> THE DATA

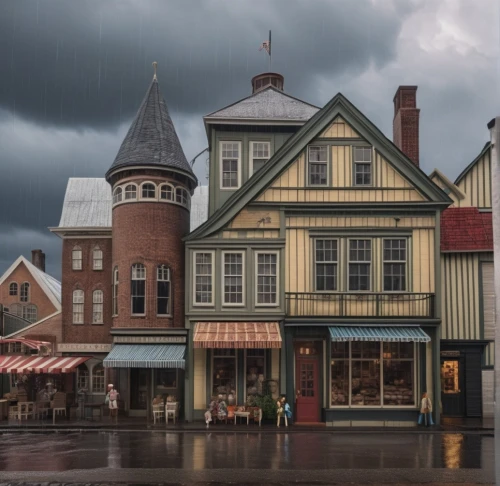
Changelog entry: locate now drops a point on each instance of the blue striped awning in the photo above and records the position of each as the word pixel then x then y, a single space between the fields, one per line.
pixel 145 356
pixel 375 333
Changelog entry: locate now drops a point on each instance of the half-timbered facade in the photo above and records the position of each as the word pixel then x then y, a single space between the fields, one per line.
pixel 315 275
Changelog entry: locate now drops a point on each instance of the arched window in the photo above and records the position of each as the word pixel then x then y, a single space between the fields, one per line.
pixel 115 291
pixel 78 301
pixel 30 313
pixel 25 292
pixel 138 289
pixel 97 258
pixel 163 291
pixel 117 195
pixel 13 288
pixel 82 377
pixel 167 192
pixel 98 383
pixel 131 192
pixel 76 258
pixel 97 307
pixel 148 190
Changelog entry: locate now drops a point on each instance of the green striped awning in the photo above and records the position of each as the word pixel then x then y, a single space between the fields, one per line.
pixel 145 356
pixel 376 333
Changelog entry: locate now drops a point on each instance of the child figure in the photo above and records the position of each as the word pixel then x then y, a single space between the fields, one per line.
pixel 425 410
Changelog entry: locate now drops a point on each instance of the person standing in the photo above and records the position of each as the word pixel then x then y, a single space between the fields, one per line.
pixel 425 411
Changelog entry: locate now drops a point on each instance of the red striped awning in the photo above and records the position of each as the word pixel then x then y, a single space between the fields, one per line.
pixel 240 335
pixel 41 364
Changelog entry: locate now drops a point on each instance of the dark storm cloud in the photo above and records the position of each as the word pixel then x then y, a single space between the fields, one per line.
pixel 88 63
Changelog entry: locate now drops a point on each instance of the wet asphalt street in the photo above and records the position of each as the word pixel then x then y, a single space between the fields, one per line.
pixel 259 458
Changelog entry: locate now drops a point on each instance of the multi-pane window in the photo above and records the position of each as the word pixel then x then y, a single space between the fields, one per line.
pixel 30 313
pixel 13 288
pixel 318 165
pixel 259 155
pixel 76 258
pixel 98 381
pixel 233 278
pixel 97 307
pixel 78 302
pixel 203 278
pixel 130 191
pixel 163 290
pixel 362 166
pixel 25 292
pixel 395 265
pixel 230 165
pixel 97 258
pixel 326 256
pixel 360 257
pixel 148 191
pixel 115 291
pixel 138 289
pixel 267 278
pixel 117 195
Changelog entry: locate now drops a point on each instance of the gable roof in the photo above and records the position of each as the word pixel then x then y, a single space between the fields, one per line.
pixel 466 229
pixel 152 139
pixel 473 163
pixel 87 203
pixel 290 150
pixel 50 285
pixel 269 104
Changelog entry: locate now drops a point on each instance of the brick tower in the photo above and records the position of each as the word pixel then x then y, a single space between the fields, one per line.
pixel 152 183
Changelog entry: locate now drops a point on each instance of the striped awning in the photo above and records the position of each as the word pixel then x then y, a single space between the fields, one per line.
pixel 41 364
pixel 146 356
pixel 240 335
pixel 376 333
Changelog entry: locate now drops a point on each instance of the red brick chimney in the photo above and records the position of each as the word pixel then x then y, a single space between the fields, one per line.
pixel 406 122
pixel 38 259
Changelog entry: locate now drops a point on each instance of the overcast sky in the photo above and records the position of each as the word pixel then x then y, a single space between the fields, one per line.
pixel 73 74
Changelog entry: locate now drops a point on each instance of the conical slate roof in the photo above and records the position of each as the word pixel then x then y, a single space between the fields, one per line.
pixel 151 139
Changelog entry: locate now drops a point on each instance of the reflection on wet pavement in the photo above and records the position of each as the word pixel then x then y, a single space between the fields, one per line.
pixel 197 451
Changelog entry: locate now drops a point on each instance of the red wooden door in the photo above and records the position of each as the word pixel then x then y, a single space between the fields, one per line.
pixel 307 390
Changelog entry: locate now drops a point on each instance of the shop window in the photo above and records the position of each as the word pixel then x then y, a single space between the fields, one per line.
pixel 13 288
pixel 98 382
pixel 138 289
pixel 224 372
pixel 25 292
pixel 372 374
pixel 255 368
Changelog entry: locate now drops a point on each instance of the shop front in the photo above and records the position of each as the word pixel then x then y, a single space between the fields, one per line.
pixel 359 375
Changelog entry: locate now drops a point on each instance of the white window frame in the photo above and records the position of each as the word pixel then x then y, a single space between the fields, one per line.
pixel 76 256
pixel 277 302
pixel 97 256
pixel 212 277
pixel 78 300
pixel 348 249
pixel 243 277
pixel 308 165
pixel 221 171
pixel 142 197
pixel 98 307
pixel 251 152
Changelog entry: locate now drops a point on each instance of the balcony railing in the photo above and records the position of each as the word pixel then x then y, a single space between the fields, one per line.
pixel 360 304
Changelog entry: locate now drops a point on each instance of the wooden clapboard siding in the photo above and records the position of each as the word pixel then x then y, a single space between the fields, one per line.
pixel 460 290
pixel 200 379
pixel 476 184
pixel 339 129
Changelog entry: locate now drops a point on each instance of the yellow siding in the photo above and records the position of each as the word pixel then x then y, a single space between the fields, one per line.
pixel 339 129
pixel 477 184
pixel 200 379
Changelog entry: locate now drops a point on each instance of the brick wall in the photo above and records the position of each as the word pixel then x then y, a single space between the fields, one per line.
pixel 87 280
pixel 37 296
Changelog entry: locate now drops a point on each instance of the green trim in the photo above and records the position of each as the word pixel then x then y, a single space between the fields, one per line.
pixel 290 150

> INSTRUCTIONS TO FOLLOW
Each line from the one holding "the green trim" through the last line of the data is to be transcribed exactly, with nothing else added.

> ANSWER SPACE
Changelog entry: locate now drops a point on each instance of the green trim in the photo above and records the position of each as the word pixel then x then y, a single space between the fields, one per line.
pixel 290 150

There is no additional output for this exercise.